** What the task requires **
The listing must be reproduced in full, exactly as it stands.

Excerpt from a dataset
————————

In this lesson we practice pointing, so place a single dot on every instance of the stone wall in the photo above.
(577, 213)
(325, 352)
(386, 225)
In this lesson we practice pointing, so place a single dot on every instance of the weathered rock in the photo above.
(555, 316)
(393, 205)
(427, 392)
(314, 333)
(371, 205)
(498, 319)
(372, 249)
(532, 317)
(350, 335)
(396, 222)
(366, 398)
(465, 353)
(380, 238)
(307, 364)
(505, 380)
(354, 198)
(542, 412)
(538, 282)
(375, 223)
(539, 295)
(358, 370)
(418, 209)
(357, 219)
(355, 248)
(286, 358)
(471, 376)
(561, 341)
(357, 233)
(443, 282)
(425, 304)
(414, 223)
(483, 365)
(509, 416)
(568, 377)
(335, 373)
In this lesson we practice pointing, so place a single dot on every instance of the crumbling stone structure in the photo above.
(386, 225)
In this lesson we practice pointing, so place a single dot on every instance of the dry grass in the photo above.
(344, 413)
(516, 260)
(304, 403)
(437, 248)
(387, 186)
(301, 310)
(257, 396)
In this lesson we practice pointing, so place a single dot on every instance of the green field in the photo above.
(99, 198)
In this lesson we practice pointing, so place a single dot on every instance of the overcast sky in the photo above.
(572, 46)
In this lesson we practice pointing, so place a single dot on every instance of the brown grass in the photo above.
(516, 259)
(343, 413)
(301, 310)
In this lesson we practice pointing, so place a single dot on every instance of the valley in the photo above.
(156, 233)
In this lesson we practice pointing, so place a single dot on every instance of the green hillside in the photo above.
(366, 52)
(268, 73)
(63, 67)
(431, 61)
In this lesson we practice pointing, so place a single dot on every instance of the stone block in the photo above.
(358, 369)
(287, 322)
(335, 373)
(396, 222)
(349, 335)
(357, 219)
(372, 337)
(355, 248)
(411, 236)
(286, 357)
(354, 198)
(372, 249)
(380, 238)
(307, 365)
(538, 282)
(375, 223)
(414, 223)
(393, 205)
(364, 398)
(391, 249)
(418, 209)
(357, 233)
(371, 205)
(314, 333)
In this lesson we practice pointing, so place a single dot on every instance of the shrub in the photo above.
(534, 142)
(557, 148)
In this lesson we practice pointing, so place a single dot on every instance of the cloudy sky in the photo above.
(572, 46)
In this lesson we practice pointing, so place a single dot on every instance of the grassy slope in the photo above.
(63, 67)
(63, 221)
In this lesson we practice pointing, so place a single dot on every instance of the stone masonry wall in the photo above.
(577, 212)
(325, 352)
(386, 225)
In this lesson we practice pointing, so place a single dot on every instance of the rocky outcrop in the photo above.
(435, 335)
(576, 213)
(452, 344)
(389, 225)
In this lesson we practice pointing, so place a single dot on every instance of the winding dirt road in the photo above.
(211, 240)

————————

** Exercise answer **
In this lesson we practice pointing, so place a single dot on every instance of the stone wall in the photo above.
(577, 213)
(325, 352)
(386, 225)
In this lesson we practice pointing, so place a single dot on every instance of the weathered rock in the photo above.
(555, 316)
(393, 205)
(427, 392)
(314, 333)
(371, 205)
(498, 319)
(372, 249)
(532, 317)
(350, 335)
(396, 222)
(366, 398)
(465, 353)
(380, 238)
(307, 364)
(505, 380)
(354, 198)
(542, 412)
(538, 282)
(375, 223)
(539, 295)
(358, 370)
(418, 209)
(357, 219)
(355, 248)
(286, 358)
(471, 376)
(561, 341)
(357, 233)
(443, 282)
(425, 304)
(414, 223)
(483, 365)
(509, 416)
(568, 377)
(335, 373)
In this lesson we practice pointing, so place a single dot on every instance of the crumbling stone structure in the photo above.
(386, 225)
In this lesson we practice pointing, so place a single dot on every instance of the dry grass in the photo above.
(344, 413)
(516, 260)
(304, 403)
(437, 248)
(387, 186)
(301, 310)
(257, 396)
In this lesson we practice pointing, so place a single dot on every instance of the green field in the photo above.
(99, 198)
In this lesson we practice pointing, so place a single dot on every instance of the overcast sky in the photo above.
(572, 46)
In this lesson we practice pointing, so place a single dot on every instance of the brown grass in the photo above.
(516, 259)
(343, 413)
(301, 310)
In this lesson we practice pointing, so place a single dot on every instance of the valley in the photo above.
(156, 233)
In this lesson we practice pointing, so place a single dot on every instance of the green hillside in the photo above.
(366, 52)
(268, 73)
(63, 67)
(431, 61)
In this lesson we practice pointing, so place a single dot on every instance of the stone block in the photo above.
(358, 369)
(287, 322)
(335, 373)
(396, 222)
(349, 335)
(357, 219)
(372, 337)
(355, 248)
(411, 236)
(286, 357)
(354, 198)
(372, 249)
(380, 238)
(307, 365)
(538, 282)
(375, 223)
(414, 223)
(393, 205)
(364, 398)
(391, 249)
(418, 209)
(357, 233)
(371, 205)
(314, 333)
In this lesson we practice pointing, so place a single dot on every instance of the shrub in the photo above.
(534, 142)
(557, 148)
In this lesson we practice pointing, so place a single dot on every instance of the cloudy sky in the photo above.
(572, 46)
In this lesson we practice pointing, so place a single dot on every instance of the grassy slope in the photo above.
(63, 67)
(63, 221)
In this lesson we practice pointing, so place a single dot on every instance of the stone masonry wall in the photo above.
(577, 212)
(325, 352)
(386, 225)
In this lesson we practice pointing, so place a single dot on every instance of the rocky outcrop in the photo above.
(435, 335)
(576, 213)
(452, 344)
(389, 225)
In this lesson we practice pointing, so place a single dot on every instance of the winding dirt road in the photo above.
(211, 240)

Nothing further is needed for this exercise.